• Stated problem A: Check each statement against the riding mower thread below and mark it yes or no, quoting the exact words from the thread that decide it. (i) ColbyZ put a brand new battery in the mower. (ii) ColbyZ left the old gas in the tank. (iii) loneframer gives instructions for clearing bad gas out of the fuel line and float bowl.
• Stated problem B: In the riding mower thread below, what does Don Smith suggest spraying into the spark plug hole?
• Stated problem C: Carry on the riding mower thread below from the point where it stops.

• Page:
- - -

# murray riding mower wont start



## Bud Cline (Mar 12, 2006)

Things you haven't mentioned:

Clean all of the battery and starter terminals.
Install new gasoline.
Varify the choke is working properly.
Check for air-lock in fuel line.
Be sure battery is fully charged.


----------



## ColbyZ (Apr 18, 2011)

Bud Cline said:


> Things you haven't mentioned:
> 
> Clean all of the battery and starter terminals.
> Install new gasoline.
> ...


thanks for the quick reply;
- I bought a brand new battery from the store, I assumed it was charged. I don't know how to check the charge on a battery. The terminals were spotless.
- I did drain the old gas and use new.
- I don't know how to check the choke. When it was engaged it was pushing something on what I think is the carburetor forward. (I watched what it was doing with the engine cover off when I was pushing the lever/choke up and back)
- I don't know what an air-lock in the fuel line is.


----------



## loneframer (Mar 27, 2009)

You may still have bad gas in the fuel line and the float bowl. Not something I'm comfortable giving instructions on if you're not familiar with the process.


----------



## Don Smith (Mar 27, 2011)

ColbyZ said:


> thanks for the quick reply;
> - I bought a brand new battery from the store, I assumed it was charged. I don't know how to check the charge on a battery. The terminals were spotless.
> - I did drain the old gas and use new.
> - I don't know how to check the choke. When it was engaged it was pushing something on what I think is the carburetor forward. (I watched what it was doing with the engine cover off when I was pushing the lever/choke up and back)
> - I don't know what an air-lock in the fuel line is.


 Make sure you are getting spark pull the plug out hold the bottom where the threds are and ture it over look at the gap on the plug to see if it is sparking the gap. If so great take some starting fluid spary it in the spark plug hole turn it over see what happens


----------



## Bud Cline (Mar 12, 2006)

- - -

• Data lines:
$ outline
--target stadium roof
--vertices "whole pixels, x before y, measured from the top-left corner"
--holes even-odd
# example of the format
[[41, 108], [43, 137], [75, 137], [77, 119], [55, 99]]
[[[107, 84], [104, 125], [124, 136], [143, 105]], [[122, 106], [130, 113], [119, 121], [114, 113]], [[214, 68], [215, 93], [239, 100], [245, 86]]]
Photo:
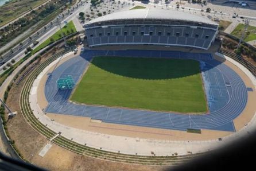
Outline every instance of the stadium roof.
[[129, 19], [167, 19], [218, 25], [208, 18], [189, 13], [173, 10], [155, 9], [136, 9], [117, 12], [92, 20], [87, 24], [110, 20]]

- - -

• Exercise answer A:
(i) Yes: "I bought a brand new battery from the store"
(ii) No: "I did drain the old gas and use new."
(iii) No: "Not something I'm comfortable giving instructions on if you're not familiar with the process."

• Exercise answer B: Don Smith suggests spraying starting fluid into the spark plug hole.

• Exercise answer C:
> If so great take some starting fluid spary it in the spark plug hole turn it over see what happens


Potato guns are safer.


----------



## Don Smith (Mar 27, 2011)

Bud Cline said:


> Potato guns are safer.


 Dude I been doing that for 40yrs never once did something happen other than start alot of motors.... I thought that is what we were trying to do


----------



## ColbyZ (Apr 18, 2011)

I got some starter fluid and put it in the carburetor. it started and ran for a couple of seconds.

I pinched the fuel line with some pliers and took the bowl off and cleaned it with carb cleaner. it was nasty. It had a thick orangy coating in it.
Based on that I assume the whole carburetor needs to be cleaned?
Possibly new fuel lines?


----------



## Bud Cline (Mar 12, 2006)

> Dude I been doing that for 40yrs never once did something happen other than start alot of motors.... I thought that is what we were trying to do


*DUDE*...it was a friggin' joke - get a life.


----------



## ColbyZ (Apr 18, 2011)

Don Smith said:


> Make sure you are getting spark pull the plug out hold the bottom where the threds are and ture it over look at the gap on the plug to see if it is sparking the gap. If so great take some starting fluid spary it in the spark plug hole turn it over see what happens


I got some starter fluid and put it in the carburetor. it started and ran for a couple of seconds.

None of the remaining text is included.